WORK REQUIRED ▸ In the records below, could you reproduce, character for character, every line from the line containing "Each instance of the muddy" through the line containing "List the outlines of the muddy brown water.", with nothing before or after them?

DATA PROVIDED ▸
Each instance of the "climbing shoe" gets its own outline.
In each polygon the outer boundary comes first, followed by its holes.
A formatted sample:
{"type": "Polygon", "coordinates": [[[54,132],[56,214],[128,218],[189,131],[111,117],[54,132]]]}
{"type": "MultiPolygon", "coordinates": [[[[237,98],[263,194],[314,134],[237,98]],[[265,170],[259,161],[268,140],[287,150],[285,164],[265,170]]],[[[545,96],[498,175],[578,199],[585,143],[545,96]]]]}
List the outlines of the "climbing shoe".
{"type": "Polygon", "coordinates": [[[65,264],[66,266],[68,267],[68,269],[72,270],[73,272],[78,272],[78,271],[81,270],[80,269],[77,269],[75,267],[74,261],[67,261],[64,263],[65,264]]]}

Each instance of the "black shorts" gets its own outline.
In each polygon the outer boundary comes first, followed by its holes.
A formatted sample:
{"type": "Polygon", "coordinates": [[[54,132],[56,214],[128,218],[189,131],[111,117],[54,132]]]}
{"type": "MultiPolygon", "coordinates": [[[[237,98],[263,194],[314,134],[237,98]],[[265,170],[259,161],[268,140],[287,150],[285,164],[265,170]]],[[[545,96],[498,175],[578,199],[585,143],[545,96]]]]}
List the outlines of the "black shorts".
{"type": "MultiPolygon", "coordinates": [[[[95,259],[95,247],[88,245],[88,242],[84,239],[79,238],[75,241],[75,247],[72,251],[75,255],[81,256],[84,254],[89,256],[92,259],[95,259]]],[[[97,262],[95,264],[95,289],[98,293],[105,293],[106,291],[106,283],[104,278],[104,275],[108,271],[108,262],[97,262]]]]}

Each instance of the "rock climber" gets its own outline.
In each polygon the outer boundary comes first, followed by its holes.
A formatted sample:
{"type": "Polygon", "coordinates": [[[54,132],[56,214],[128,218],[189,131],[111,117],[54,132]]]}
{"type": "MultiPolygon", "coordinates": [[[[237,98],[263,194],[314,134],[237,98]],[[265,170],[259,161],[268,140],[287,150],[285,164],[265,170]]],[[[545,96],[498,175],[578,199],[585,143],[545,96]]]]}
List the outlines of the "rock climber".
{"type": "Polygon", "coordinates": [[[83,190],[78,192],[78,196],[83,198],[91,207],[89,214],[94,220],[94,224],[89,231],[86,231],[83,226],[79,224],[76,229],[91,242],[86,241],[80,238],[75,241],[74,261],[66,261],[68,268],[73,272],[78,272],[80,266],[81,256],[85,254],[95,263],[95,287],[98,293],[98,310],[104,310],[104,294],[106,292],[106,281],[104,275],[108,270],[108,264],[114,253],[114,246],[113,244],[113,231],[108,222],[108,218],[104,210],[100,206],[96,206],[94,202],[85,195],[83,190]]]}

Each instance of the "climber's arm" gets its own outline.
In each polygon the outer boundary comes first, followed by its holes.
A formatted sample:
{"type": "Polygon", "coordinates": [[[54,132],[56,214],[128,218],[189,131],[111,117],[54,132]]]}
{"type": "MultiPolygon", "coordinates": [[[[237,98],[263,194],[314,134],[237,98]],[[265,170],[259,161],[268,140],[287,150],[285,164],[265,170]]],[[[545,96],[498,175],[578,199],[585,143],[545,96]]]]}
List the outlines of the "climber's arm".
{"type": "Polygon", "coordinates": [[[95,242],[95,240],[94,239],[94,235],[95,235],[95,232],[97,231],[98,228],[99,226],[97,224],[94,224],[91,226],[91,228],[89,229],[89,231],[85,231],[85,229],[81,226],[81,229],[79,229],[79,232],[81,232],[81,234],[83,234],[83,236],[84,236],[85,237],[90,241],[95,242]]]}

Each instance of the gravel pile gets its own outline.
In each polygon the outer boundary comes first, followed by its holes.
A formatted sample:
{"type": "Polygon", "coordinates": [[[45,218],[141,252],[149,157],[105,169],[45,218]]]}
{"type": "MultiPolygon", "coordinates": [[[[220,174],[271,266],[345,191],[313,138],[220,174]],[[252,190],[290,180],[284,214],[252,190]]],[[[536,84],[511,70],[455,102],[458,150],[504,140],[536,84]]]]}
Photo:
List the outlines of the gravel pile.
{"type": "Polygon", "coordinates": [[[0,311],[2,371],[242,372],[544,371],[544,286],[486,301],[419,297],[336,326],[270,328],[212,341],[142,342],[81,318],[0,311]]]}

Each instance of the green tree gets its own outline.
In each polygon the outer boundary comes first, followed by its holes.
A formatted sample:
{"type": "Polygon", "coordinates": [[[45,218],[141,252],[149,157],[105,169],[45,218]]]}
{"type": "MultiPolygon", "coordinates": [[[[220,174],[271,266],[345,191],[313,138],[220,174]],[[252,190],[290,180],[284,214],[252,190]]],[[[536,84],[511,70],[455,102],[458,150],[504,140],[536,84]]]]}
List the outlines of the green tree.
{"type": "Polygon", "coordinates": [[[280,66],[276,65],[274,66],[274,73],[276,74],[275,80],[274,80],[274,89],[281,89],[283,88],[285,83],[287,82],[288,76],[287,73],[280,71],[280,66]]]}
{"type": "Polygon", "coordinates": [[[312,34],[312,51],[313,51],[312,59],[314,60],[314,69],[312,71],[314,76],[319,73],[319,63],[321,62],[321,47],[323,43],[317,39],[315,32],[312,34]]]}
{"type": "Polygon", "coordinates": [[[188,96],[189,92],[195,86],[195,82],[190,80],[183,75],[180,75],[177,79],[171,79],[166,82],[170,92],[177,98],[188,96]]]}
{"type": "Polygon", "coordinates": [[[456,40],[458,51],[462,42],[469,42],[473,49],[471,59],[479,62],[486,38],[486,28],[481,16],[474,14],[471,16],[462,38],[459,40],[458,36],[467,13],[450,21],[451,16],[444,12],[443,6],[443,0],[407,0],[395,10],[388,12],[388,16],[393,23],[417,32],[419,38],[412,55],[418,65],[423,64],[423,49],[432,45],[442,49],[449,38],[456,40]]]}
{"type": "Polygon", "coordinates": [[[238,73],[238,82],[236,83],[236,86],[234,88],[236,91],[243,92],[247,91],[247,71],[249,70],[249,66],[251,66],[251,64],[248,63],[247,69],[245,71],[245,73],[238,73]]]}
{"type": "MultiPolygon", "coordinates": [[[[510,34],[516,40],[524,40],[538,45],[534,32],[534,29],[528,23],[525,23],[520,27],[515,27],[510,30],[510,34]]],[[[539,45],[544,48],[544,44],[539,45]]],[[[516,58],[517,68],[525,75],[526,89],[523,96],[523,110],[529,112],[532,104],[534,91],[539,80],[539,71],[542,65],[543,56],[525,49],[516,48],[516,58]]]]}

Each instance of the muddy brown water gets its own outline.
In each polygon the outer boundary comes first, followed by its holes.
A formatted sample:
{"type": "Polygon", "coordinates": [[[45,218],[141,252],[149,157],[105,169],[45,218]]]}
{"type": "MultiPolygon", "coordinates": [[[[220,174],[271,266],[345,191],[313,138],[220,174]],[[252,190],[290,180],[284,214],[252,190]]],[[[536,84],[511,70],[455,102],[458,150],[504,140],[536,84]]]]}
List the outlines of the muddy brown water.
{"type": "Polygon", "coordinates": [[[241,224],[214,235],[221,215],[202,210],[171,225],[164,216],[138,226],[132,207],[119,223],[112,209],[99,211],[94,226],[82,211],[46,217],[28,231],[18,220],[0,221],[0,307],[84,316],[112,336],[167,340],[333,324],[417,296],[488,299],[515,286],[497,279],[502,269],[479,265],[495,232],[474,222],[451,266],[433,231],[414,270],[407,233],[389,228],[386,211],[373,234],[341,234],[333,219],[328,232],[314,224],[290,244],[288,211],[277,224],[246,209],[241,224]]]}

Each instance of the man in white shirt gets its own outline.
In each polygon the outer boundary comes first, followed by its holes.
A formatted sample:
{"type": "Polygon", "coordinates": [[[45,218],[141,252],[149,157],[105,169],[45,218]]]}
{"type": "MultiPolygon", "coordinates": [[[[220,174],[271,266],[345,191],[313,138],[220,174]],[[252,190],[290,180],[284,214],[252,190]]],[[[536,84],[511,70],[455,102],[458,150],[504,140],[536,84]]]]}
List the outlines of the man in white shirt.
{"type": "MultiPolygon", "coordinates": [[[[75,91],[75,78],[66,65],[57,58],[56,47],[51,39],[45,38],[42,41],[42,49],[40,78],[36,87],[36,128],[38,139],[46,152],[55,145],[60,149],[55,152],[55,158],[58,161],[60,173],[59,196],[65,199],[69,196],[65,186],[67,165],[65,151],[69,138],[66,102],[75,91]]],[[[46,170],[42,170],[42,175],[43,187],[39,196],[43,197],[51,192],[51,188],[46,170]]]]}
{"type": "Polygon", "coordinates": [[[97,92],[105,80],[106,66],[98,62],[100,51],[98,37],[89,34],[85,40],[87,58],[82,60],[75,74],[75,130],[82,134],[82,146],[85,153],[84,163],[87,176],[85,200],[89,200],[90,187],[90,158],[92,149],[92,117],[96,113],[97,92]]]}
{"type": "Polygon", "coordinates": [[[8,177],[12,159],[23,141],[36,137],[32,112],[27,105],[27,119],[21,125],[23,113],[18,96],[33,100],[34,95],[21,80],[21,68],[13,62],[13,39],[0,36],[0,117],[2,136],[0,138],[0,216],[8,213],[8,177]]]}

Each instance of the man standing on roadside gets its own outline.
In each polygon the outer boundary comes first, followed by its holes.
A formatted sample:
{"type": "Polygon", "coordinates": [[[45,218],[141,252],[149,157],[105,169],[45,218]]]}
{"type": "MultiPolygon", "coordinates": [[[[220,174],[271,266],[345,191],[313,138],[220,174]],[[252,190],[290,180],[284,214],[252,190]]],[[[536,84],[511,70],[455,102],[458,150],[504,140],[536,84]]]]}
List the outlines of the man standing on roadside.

EXERCISE OUTPUT ▸
Each instance of the muddy brown water gets its own outline.
In each polygon the outer boundary comes first, followed by its holes.
A formatted sample:
{"type": "Polygon", "coordinates": [[[45,218],[141,252],[149,157],[105,169],[45,218]]]}
{"type": "MultiPolygon", "coordinates": [[[[220,174],[271,266],[345,191],[313,138],[220,174]],[[252,190],[290,180],[284,214],[252,190]]],[[[536,84],[511,70],[455,102],[458,150],[504,140],[536,84]]]]}
List the outlines of the muddy brown water.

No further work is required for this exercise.